**SHORT EXERCISE:**
Print the line containing "the brass center" and each line after it through the end, please, with nothing added.
— START OF RECORDED DATA —
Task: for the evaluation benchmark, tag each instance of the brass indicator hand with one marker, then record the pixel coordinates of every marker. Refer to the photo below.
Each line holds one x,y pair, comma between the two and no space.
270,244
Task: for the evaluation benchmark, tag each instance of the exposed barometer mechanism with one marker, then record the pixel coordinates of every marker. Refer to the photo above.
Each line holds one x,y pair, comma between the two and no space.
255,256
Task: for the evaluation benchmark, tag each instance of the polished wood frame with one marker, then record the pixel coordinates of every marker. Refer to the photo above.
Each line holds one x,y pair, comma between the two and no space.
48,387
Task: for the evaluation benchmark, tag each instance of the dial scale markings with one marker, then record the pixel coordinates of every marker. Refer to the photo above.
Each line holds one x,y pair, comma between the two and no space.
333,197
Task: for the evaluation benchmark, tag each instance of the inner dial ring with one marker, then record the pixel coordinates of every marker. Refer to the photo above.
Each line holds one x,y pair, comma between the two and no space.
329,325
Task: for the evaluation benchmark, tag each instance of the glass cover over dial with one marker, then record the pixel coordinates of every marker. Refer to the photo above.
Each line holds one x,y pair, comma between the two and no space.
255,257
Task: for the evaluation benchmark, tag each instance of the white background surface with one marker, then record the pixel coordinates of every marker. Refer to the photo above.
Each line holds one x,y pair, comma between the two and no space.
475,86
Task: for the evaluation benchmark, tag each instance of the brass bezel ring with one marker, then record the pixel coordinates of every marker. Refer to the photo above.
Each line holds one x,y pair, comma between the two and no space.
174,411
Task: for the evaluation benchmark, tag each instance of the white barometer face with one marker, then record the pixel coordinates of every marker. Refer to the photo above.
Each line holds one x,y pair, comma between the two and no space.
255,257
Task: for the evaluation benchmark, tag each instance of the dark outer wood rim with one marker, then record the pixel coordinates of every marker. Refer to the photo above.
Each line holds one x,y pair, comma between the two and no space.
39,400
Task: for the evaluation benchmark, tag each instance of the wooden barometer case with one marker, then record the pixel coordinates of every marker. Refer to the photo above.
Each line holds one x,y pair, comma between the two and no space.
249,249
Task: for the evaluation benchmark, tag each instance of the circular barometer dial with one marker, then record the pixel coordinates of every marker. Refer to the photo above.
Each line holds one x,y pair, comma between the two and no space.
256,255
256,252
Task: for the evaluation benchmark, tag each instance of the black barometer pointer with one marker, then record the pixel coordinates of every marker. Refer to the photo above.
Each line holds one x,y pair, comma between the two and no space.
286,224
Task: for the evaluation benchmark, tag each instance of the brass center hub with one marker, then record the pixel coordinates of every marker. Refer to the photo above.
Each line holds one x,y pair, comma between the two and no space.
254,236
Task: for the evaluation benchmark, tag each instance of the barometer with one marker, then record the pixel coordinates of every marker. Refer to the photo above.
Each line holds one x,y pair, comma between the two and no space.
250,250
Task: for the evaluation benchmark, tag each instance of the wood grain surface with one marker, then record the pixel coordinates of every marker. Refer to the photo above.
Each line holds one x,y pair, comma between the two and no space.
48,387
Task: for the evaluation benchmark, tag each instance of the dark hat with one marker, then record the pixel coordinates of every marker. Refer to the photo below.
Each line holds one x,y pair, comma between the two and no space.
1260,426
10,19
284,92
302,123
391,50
— END OF RECORDED DATA —
**OUTPUT FOR THIS TASK:**
Task: for the evaluation benchmark, tag each instance of the brass center hub with one marker, then record the pixel coordinates of every marker. Refer to the photo above.
Each line holds one x,y pair, comma between the two and no space.
254,236
Task: for the evaluation benchmark, tag each instance of the barometer with one marker, then record the pixel coordinates of every marker. Refer to the photo above.
Each line holds one x,y pair, comma between the two and no space.
250,250
Task: for the evaluation benchmark, tag each instance of the wood grain surface with one marker, then record the pixel coordinates of every marker. Refer to the photo above.
Each line holds one x,y pair, comma between the two and no space.
48,387
Task: for the evaluation benchmark, tag each instance of the dark hat with one marker, then record the pixel coordinates of every marker. Refer to the photo below.
Each line holds one x,y pair, comma between the two and no space.
1260,426
10,19
284,92
302,123
391,50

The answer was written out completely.